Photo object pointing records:

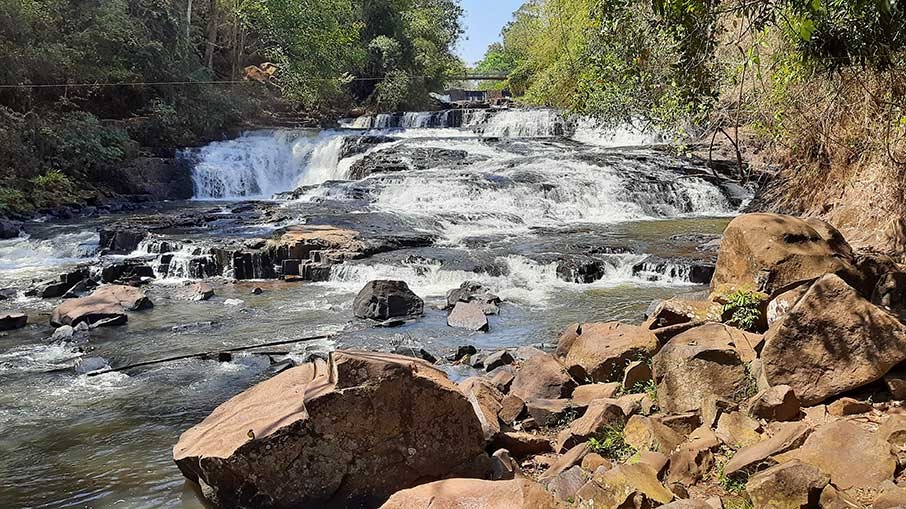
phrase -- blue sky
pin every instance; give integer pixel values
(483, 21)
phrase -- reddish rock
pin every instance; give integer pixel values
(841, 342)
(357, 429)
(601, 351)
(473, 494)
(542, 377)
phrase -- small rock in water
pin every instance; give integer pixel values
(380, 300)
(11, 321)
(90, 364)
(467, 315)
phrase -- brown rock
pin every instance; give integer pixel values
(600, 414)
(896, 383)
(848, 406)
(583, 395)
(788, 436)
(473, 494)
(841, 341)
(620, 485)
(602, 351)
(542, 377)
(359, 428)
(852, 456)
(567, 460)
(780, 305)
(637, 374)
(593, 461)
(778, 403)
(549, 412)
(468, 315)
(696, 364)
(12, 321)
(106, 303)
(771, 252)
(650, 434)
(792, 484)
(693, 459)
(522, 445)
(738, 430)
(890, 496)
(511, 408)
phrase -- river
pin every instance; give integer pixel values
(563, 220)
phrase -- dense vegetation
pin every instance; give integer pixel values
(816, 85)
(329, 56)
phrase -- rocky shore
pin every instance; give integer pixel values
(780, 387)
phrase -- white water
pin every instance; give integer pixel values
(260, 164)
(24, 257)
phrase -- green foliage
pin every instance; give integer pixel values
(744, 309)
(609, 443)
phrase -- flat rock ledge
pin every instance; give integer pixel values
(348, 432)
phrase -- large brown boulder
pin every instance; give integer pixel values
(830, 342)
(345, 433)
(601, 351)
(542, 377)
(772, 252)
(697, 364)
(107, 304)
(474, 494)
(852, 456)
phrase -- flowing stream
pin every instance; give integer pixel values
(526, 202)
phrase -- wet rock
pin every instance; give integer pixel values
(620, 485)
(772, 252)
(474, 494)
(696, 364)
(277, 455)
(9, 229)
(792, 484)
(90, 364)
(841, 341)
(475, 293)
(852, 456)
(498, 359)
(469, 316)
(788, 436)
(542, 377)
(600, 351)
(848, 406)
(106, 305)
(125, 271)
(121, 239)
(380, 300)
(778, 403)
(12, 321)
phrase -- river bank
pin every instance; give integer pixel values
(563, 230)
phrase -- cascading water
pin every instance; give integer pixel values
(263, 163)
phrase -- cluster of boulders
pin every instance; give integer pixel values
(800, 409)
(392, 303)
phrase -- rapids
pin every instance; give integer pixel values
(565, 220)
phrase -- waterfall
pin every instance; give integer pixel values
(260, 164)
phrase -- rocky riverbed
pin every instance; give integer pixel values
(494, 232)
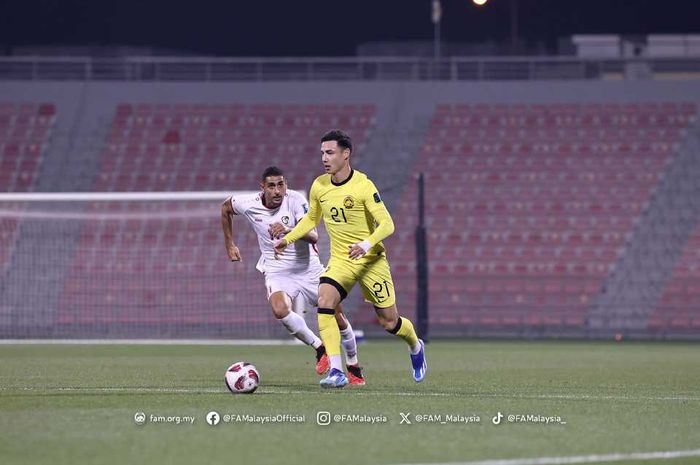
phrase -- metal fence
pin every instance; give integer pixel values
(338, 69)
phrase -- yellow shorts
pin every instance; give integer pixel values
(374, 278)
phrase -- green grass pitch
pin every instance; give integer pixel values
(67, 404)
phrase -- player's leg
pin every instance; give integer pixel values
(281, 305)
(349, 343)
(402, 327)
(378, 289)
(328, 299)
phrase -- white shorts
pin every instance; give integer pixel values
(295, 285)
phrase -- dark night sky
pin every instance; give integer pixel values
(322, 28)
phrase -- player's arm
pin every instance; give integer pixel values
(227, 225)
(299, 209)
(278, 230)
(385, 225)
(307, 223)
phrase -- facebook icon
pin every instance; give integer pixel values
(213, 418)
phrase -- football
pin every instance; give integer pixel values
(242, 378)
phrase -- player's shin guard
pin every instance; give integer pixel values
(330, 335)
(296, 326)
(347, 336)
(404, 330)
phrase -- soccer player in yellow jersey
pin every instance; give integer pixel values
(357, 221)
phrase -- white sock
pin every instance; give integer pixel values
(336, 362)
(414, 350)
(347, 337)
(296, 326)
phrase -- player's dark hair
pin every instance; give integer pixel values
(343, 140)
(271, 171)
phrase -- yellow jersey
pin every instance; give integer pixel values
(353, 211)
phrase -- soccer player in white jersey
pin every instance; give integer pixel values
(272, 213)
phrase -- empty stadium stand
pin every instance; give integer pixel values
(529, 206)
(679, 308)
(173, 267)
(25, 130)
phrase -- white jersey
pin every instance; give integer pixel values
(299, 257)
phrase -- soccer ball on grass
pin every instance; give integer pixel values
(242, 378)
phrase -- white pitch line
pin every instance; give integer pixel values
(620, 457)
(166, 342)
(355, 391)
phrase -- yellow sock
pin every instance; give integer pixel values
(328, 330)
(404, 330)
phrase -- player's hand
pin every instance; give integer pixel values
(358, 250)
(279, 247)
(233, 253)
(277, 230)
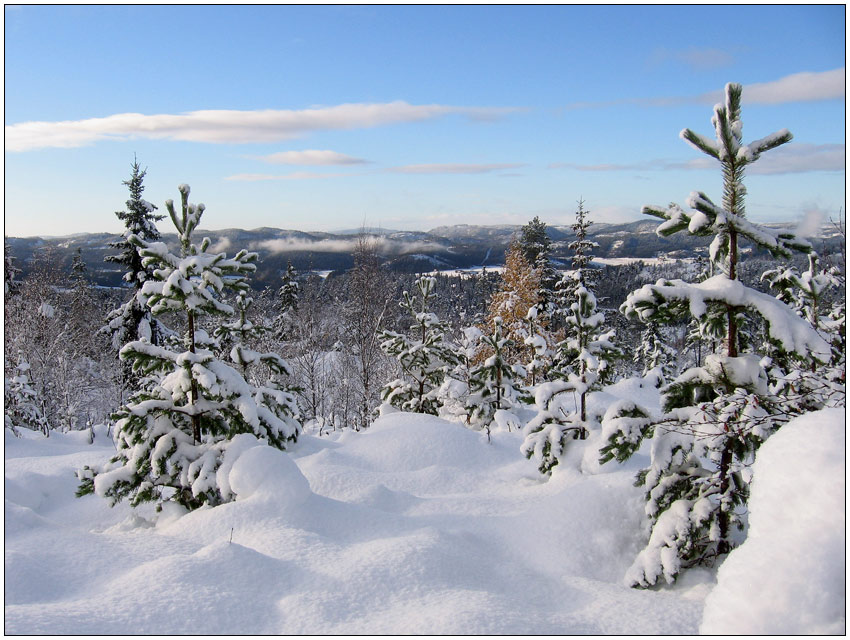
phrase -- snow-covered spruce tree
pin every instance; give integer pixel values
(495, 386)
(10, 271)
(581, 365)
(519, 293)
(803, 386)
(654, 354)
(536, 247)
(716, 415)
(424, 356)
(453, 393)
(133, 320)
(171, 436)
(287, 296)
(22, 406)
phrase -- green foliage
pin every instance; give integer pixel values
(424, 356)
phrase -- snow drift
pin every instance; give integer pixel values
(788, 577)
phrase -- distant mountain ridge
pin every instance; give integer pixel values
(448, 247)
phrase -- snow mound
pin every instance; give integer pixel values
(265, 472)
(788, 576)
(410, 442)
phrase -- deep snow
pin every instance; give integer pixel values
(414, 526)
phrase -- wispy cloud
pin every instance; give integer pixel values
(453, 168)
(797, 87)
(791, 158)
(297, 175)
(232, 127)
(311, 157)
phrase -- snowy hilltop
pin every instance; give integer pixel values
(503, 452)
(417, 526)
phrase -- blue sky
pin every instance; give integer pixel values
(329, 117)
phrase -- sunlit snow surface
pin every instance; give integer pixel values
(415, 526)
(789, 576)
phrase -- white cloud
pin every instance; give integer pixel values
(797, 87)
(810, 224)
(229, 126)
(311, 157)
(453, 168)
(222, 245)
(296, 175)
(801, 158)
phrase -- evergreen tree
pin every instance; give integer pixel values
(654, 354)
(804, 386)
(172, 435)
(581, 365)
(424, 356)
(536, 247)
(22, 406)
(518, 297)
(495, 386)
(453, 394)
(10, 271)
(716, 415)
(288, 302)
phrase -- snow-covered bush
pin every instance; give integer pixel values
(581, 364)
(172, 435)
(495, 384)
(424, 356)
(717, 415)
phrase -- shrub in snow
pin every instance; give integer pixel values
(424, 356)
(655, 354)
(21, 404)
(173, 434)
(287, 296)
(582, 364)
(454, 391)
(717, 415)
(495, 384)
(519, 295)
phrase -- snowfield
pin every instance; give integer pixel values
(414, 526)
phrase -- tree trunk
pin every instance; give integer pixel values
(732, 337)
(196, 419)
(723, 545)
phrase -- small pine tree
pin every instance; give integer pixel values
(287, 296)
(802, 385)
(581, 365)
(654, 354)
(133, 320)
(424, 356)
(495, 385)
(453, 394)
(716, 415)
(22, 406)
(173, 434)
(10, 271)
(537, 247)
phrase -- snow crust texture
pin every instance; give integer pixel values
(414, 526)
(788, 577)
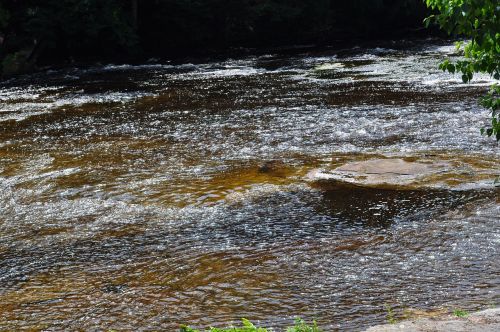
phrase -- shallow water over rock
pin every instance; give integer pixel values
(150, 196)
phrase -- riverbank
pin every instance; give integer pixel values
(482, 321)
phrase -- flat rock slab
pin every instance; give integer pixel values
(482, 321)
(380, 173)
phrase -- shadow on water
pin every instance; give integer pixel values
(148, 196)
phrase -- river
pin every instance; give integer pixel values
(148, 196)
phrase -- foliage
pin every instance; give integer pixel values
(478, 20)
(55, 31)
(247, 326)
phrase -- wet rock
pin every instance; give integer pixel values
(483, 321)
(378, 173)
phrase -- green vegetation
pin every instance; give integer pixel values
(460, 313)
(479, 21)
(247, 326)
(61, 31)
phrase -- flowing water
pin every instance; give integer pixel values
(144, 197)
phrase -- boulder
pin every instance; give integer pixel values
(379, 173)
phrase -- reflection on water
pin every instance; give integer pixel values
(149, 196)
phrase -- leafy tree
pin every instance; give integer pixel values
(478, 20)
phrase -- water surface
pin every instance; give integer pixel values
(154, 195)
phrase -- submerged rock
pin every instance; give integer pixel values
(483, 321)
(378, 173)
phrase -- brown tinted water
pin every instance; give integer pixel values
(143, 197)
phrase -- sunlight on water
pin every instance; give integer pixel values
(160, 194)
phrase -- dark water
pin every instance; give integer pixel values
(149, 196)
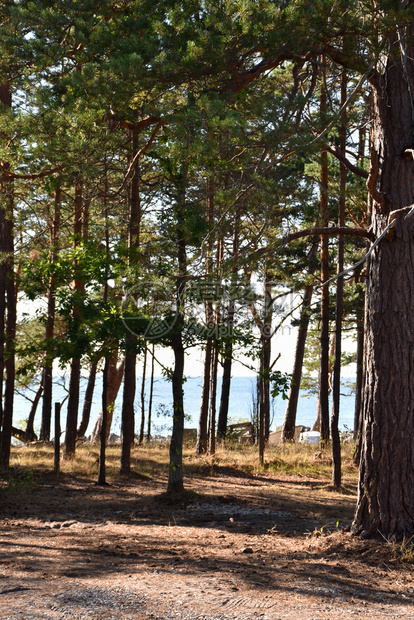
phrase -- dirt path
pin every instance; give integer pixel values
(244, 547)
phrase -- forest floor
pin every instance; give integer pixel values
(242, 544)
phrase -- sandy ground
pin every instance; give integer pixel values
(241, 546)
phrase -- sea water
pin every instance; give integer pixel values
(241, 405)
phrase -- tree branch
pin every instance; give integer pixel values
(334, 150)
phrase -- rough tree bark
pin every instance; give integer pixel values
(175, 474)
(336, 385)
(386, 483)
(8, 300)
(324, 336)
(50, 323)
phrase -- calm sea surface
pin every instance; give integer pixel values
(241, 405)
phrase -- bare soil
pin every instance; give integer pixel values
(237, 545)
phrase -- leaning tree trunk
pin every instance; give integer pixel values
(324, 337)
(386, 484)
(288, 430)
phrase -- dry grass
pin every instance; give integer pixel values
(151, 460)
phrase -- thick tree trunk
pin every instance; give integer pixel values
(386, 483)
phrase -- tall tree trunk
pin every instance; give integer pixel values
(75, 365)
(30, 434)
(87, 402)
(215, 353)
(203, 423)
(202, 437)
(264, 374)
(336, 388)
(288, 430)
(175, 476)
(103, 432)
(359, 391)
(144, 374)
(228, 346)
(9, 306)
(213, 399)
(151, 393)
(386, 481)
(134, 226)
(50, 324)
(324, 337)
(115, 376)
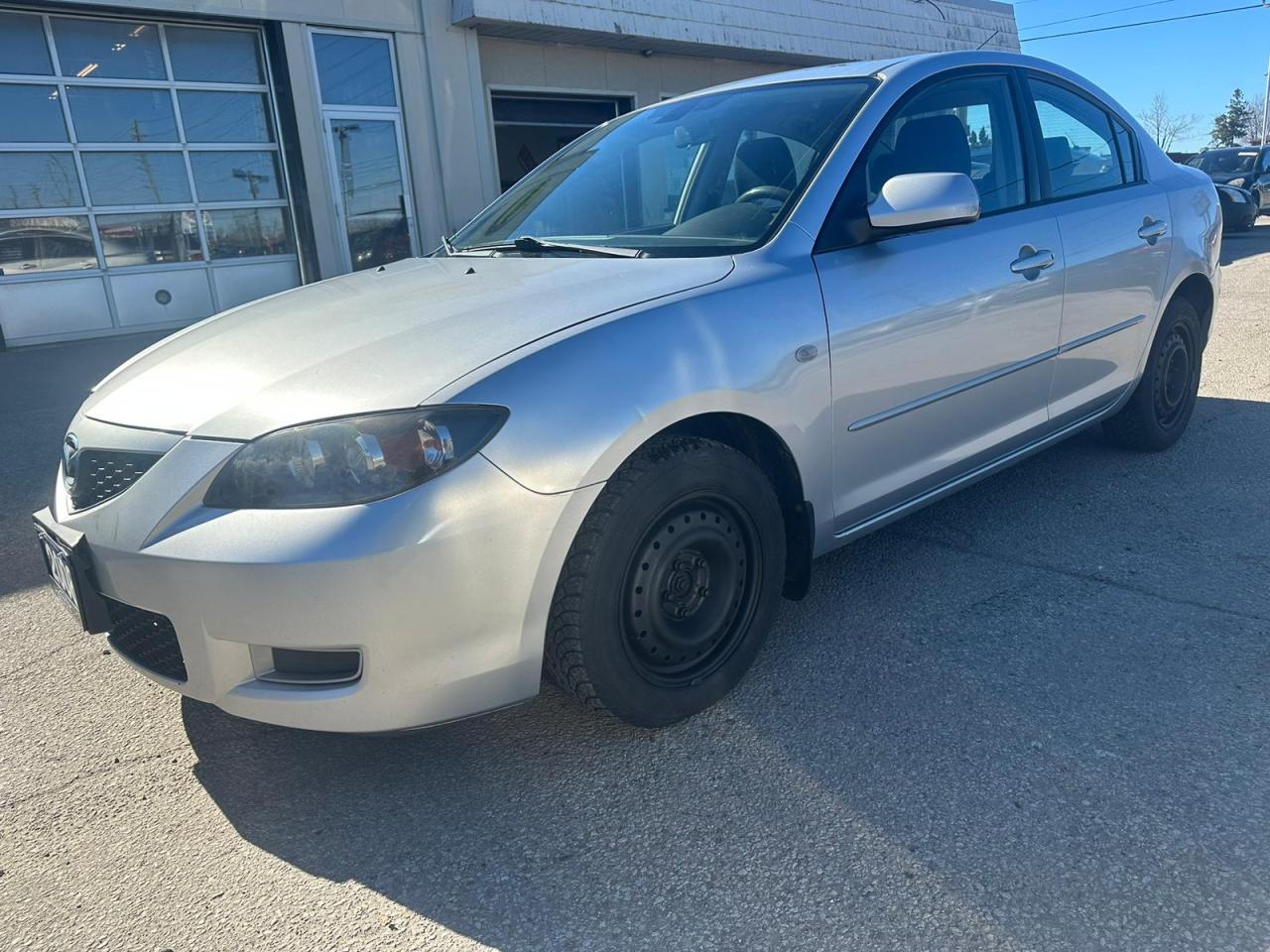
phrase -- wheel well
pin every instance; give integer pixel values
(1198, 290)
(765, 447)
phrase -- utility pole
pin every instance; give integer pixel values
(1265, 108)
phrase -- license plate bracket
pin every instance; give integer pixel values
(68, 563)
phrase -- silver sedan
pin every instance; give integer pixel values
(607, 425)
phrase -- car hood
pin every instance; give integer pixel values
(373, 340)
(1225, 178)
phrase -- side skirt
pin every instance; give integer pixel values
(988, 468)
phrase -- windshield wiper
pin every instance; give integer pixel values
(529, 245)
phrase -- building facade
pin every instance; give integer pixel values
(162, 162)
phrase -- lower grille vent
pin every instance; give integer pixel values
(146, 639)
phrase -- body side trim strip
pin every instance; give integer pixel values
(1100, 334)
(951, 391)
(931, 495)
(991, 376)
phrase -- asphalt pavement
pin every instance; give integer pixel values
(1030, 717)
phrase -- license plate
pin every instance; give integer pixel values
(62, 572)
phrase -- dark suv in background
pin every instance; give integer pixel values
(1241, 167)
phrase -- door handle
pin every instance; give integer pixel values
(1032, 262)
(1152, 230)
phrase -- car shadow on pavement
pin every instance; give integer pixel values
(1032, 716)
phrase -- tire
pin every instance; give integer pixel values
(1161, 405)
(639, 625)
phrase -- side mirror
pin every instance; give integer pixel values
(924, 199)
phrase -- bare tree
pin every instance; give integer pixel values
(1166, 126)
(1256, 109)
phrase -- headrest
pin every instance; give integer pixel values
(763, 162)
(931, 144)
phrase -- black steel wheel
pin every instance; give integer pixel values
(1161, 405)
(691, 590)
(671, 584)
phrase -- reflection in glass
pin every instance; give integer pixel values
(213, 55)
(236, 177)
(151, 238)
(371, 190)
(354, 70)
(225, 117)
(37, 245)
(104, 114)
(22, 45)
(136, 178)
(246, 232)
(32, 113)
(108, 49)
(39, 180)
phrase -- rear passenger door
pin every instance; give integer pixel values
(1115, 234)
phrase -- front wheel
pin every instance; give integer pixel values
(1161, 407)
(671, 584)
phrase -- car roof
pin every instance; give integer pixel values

The problem:
Repeat, word for word, every line from the line that contains "phrase -- silver sedan" to the end of the entries; include both of those lines and no others.

Final answer:
phrase -- silver sedan
pin every instance; give integer pixel values
(607, 425)
phrase -- car hood
pin every instance; give integer pixel values
(373, 340)
(1225, 178)
phrase -- side skirt
pin every instance; give integer pixel values
(988, 468)
phrase -- windshield wiper
pin every instance; give integer pixel values
(529, 245)
phrase -- building facade
pin every instance; give integer pixel values
(162, 162)
phrase -- lower grille vent
pin every instance; give integer pixel values
(146, 639)
phrase -- body side trim strip
pin every instance; give integer pixel values
(1100, 334)
(951, 391)
(931, 495)
(991, 376)
phrase -- asphalt pavement
pin every instance; give integer pixel values
(1030, 717)
phrase -- license plate
pin every instance; give integer pixel values
(62, 572)
phrase -- dark suv in background
pin every instance; give integer pixel values
(1241, 167)
phrase -- door handle
pin every instance; give integer pixel values
(1032, 262)
(1152, 230)
phrase -- car shadow on pavement
pin every instance; give integer pixel values
(1032, 716)
phrase -- tire
pin every instance; give integer pixel values
(1161, 405)
(639, 625)
phrase -- side mirror
pin every instance; give integer pixel values
(924, 199)
phrase -- bare tree
pin every instance; give integer pixel values
(1166, 126)
(1256, 109)
phrase -- headrest
pin every instance; give integer pixel values
(763, 162)
(931, 144)
phrase -- black steel wheel
pin every instance; give integer pixel values
(1161, 405)
(691, 590)
(671, 584)
phrase -- reflection in glass
pin every instance; give integer pixel values
(213, 55)
(236, 177)
(151, 238)
(371, 190)
(354, 70)
(225, 117)
(37, 245)
(104, 114)
(22, 45)
(136, 178)
(246, 232)
(32, 113)
(108, 49)
(39, 180)
phrase -- rear passenger door
pin every instance; give integer pixel values
(1115, 234)
phrase -- front wheel
pin every instance; give integer pixel values
(1161, 407)
(671, 584)
phrase -- car roof
pin every instance; give integer pixel values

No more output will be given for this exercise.